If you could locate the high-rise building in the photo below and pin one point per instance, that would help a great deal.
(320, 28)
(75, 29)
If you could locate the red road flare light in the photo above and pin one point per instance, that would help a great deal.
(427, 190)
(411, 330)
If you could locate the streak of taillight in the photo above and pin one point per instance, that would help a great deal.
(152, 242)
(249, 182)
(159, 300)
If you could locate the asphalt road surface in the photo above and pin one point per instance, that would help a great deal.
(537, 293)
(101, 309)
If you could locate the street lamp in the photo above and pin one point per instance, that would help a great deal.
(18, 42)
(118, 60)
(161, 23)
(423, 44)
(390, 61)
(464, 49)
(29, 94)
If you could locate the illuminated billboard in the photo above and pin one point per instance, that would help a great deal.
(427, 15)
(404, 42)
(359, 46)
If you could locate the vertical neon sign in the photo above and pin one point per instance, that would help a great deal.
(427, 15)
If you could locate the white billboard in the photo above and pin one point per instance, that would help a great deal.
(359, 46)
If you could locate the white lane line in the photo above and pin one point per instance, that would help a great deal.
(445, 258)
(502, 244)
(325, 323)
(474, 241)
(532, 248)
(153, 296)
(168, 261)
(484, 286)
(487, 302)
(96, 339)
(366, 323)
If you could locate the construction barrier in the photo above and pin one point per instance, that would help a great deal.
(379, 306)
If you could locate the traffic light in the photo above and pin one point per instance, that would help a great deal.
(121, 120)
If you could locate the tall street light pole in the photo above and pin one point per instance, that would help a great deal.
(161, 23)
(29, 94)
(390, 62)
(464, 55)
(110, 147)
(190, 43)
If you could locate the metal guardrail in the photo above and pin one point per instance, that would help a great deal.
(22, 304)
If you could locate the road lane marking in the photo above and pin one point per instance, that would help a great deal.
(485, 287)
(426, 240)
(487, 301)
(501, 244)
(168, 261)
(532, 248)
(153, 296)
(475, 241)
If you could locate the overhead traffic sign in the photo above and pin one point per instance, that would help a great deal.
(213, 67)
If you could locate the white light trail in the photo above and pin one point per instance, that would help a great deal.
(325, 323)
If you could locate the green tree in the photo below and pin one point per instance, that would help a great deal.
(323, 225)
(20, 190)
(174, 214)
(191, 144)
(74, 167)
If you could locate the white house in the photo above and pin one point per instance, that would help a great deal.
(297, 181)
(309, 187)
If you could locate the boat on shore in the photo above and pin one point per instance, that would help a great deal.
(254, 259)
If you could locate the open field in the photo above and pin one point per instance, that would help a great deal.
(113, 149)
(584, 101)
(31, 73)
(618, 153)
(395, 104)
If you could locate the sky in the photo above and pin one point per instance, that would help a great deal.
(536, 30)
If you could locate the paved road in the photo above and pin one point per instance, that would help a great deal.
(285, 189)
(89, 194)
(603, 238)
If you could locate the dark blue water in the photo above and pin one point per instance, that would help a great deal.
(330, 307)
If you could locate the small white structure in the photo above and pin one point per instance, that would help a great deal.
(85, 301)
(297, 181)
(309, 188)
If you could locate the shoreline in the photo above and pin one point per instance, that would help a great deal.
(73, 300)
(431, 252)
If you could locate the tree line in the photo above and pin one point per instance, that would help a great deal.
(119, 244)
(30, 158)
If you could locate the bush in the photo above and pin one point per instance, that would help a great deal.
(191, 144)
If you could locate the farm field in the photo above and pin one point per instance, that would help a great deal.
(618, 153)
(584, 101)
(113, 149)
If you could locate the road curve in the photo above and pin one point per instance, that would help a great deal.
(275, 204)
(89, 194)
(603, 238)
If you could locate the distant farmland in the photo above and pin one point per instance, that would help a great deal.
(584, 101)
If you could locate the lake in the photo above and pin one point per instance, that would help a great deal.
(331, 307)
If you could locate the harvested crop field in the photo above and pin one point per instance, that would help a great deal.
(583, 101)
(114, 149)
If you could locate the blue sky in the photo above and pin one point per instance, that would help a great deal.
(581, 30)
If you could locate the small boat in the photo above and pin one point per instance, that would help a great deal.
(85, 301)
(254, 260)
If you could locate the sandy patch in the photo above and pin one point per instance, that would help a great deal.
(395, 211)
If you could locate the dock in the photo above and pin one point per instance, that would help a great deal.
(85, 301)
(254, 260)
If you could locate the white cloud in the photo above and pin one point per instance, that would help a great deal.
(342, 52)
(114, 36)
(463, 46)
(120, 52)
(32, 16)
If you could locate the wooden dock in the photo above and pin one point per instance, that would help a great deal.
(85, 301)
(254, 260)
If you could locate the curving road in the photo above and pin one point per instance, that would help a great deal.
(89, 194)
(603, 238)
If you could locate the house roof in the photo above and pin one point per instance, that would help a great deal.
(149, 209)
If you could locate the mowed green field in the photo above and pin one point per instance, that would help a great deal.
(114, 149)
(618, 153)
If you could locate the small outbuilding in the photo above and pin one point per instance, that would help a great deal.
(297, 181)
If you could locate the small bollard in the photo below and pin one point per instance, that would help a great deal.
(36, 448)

+ + + + +

Work order: Take the line with "If you could locate the mowed" and all lines after it through the end of the records, and write them out exactly; include nothing else.

Result for this task:
If you could locate the mowed green field in the photo above and pin one point per instance, that would help a great deal.
(114, 149)
(618, 153)
If you could locate the small outbuilding in the photo above and pin one point per instance, that would help a great deal.
(297, 181)
If you could locate the small bollard in the photo below and pin one point per instance, that would help a great deal.
(36, 448)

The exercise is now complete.